(Beginning of Document section)

Things in the Corner

 "Smile"

So some things have happened in the world of public radio since we last spoke, scholars (also, in the actual world). I took a little time off (it was my birthday (happy birthday)). NPR: fired Juan Williams, became target, resumed NPR. Since the inception of this blog, I've been careful not to bandy those three letters about willy-nilly ('N'; 'P'; 'R'), because NPR is a very specific thing, and public radio is a hydra––a golden-toned, cautiously dynamic hydra––with many fun and interesting heads, and only one of those heads can rightly be called NPR. Maybe it's more of a chandelier, public radio is. (Research on most appropriate metaphor forthcoming.)

We didn't feel as though we had much to add to the Juan Williams "thing" (journalism is dead, yada yada yada) and I had a hunch that it might not really matter in a few weeks. It didn't. But here's what it did, you guys:

It got me thinking I'd sure miss NPR (public radio by proxy) if it were gone, if Hercules (FNN (The Republican Party (woo, party!))), in some dystopian future had actually managed to cauterize its necks (pass legislation to end funding). (I'm not sure how this would have panned out if I had gone with the chandelier analogy, but I realize I've just made FNN Hercules and public radio a hyrda. I trust you to sort it out.) But here's what that did, you guys:

It got me thinking who the @#$% am I and what the @#$% am I doing? (Pardon my SHIFT+NUM). What business is it of mine to use this institution (an institution, scholars, it turns out, is actually people) as fodder for my self-indulgent blog? To be fair to us, we've had some pretty sharp insights, but largely the theme of this institution (which, if you'll remember, is us (people (people))) has devolved into, "I wonder if we can stay on topic?" Which is fine. To a point. I love folly as much as the next I, as you're sure you'll agree, but why, oh why, on 20 October, did I decide to write an editorial on pledge week that, quite frankly, could have been written by Dave Barry? (Nothing against Dave Barry, American Hero.)

(End of Document section)

Assignment: Copy everything in the public radio blog post from "So some things" down to "appropriate metaphor forthcoming.)".

(Beginning of Entries provided)

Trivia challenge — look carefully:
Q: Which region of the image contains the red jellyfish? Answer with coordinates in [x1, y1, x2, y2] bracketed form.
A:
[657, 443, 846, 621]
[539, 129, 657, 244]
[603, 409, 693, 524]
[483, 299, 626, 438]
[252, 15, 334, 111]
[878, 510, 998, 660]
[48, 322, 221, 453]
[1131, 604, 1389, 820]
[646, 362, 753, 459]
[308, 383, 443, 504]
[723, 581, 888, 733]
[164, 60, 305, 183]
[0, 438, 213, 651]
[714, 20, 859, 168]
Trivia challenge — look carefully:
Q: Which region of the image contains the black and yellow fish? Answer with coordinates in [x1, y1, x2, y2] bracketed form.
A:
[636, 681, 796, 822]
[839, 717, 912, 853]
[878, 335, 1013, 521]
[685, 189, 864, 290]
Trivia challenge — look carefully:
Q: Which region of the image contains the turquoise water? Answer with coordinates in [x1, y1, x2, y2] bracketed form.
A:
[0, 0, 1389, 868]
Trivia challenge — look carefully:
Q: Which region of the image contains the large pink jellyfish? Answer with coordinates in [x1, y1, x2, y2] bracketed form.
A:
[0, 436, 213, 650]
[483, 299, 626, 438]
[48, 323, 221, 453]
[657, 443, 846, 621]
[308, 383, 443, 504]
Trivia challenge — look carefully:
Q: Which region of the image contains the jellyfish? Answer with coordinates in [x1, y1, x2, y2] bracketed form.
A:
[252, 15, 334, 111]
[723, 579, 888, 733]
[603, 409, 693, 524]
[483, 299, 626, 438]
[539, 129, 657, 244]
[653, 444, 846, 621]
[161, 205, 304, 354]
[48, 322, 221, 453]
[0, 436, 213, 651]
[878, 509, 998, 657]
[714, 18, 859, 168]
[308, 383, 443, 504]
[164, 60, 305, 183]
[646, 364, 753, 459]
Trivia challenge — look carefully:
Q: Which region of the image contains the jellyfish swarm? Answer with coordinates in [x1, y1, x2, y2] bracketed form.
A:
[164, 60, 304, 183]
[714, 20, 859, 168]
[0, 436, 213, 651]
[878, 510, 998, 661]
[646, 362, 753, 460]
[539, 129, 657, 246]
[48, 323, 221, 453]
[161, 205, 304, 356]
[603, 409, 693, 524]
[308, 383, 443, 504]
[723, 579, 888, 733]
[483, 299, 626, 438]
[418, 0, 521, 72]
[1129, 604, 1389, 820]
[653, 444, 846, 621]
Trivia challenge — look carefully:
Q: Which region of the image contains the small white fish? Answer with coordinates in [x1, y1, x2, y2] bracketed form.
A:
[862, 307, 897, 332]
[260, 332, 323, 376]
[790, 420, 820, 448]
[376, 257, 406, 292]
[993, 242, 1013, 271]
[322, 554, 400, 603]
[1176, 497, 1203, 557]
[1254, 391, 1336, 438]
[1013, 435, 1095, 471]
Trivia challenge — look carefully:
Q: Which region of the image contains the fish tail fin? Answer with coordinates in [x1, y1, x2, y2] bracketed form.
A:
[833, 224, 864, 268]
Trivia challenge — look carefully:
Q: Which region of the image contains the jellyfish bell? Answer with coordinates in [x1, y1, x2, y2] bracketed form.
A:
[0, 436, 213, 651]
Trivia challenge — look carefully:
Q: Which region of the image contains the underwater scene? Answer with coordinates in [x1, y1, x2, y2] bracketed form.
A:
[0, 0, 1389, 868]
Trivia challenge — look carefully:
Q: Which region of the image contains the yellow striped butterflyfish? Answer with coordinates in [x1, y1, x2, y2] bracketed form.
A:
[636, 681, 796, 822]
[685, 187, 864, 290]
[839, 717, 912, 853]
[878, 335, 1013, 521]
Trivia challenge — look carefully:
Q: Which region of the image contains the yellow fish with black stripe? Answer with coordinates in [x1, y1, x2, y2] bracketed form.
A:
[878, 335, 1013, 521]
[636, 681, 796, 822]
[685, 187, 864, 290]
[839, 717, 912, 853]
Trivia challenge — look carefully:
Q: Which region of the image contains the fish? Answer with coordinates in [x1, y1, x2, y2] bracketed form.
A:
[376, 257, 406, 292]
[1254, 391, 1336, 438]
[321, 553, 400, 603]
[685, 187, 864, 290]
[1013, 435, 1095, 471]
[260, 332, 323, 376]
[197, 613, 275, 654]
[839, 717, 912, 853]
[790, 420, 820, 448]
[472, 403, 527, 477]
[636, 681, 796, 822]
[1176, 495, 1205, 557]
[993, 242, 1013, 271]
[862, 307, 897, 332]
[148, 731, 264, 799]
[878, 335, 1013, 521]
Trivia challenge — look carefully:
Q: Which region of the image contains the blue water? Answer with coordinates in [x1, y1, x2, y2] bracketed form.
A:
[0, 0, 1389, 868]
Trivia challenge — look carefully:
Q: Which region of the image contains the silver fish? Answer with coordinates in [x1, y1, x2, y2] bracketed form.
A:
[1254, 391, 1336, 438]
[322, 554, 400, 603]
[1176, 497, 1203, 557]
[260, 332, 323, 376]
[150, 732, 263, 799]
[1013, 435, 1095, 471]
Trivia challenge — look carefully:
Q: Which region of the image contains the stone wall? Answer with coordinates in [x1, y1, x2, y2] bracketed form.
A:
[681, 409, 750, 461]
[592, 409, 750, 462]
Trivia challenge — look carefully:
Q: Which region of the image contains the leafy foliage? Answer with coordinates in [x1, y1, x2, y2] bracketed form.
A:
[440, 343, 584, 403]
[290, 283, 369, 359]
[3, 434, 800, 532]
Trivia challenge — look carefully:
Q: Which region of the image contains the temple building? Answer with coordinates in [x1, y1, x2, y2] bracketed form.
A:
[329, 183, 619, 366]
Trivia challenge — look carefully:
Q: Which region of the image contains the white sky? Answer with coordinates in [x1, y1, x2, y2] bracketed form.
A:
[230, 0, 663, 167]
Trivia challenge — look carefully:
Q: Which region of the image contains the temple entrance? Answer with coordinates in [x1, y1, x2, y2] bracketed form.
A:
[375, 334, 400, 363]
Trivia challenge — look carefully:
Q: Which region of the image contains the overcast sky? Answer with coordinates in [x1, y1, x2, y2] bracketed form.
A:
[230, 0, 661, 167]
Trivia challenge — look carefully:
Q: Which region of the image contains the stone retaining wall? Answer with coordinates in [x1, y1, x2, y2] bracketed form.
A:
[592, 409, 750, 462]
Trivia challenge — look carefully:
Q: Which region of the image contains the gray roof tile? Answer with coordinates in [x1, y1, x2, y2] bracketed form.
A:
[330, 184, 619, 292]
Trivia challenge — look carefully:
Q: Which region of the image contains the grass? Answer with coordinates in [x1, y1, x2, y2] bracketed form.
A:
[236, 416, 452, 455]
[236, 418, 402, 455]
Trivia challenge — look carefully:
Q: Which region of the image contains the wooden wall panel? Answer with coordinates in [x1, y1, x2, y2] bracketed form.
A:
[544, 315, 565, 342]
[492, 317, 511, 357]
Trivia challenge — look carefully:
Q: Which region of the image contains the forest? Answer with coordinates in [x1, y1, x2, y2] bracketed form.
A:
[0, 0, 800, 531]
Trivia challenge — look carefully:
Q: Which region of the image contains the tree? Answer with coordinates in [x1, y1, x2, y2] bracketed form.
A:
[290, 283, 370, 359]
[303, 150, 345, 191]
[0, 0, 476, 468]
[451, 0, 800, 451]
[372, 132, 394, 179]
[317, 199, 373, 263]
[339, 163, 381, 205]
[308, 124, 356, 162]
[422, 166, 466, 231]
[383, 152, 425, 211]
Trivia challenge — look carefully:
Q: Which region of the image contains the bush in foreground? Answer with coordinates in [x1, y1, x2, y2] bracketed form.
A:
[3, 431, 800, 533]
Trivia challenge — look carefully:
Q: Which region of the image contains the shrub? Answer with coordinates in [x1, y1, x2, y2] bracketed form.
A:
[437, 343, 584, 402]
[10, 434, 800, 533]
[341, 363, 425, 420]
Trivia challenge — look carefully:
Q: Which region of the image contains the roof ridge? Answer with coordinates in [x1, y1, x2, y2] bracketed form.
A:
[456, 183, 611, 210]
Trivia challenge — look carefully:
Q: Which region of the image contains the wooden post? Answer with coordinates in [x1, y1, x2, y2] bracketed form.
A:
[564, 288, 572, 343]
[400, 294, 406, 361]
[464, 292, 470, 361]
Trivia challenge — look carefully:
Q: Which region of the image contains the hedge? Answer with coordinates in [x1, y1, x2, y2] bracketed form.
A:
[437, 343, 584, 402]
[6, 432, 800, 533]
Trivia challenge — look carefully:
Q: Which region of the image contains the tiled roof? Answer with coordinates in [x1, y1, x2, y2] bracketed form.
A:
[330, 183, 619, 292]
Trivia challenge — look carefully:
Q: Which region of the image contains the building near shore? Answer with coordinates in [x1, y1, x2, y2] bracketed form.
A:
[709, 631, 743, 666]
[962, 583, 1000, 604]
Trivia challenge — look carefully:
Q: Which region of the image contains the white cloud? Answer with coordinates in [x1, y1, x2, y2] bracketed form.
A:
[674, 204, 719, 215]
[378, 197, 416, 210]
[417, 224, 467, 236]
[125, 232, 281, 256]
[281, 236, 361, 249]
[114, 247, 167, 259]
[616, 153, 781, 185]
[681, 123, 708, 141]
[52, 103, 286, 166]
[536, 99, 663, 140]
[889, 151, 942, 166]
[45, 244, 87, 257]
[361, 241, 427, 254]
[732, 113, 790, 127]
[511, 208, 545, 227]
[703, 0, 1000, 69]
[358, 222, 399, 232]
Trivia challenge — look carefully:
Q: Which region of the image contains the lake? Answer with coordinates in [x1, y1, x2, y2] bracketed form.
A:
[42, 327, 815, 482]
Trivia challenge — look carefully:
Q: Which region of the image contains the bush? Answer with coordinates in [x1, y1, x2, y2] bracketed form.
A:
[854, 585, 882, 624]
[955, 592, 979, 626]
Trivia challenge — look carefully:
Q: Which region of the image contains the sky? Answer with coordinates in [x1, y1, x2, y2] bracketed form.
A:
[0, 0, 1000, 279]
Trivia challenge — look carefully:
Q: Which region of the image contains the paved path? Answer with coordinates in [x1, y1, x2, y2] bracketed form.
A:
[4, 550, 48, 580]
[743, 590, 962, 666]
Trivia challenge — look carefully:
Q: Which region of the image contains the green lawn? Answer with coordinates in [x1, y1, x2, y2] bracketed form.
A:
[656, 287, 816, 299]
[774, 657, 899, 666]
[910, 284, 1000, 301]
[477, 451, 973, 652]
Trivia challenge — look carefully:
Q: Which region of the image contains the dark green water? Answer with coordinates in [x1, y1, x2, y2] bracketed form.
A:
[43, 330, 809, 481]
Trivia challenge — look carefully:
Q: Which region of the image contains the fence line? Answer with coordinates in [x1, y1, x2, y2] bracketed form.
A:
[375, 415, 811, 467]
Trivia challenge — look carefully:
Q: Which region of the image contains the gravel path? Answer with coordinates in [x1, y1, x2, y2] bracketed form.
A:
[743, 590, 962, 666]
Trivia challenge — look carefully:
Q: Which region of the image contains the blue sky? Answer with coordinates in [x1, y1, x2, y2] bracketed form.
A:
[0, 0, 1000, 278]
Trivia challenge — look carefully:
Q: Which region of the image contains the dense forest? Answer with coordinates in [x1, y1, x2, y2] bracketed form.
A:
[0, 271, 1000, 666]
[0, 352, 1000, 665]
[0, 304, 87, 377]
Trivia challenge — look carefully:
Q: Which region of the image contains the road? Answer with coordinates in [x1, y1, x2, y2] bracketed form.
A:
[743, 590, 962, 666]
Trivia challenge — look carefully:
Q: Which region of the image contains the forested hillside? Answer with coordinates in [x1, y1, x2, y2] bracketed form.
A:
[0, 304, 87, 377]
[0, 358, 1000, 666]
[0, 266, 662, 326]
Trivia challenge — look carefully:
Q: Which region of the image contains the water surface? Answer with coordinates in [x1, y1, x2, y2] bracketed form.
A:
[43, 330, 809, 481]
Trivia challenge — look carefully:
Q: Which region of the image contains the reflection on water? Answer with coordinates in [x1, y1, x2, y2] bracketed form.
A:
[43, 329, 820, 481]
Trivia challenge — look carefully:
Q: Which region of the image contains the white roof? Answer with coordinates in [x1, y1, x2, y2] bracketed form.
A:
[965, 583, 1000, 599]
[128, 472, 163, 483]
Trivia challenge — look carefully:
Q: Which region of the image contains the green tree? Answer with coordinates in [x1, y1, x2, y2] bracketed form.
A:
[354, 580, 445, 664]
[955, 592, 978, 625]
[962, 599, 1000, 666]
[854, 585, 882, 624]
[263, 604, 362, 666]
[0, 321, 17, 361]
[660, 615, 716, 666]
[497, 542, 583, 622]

(End of Entries provided)

Solved problem:
So some things have happened in the world of public radio since we last spoke, scholars (also, in the actual world). I took a little time off (it was my birthday (happy birthday)). NPR: fired Juan Williams, became target, resumed NPR. Since the inception of this blog, I've been careful not to bandy those three letters about willy-nilly ('N'; 'P'; 'R'), because NPR is a very specific thing, and public radio is a hydra––a golden-toned, cautiously dynamic hydra––with many fun and interesting heads, and only one of those heads can rightly be called NPR. Maybe it's more of a chandelier, public radio is. (Research on most appropriate metaphor forthcoming.)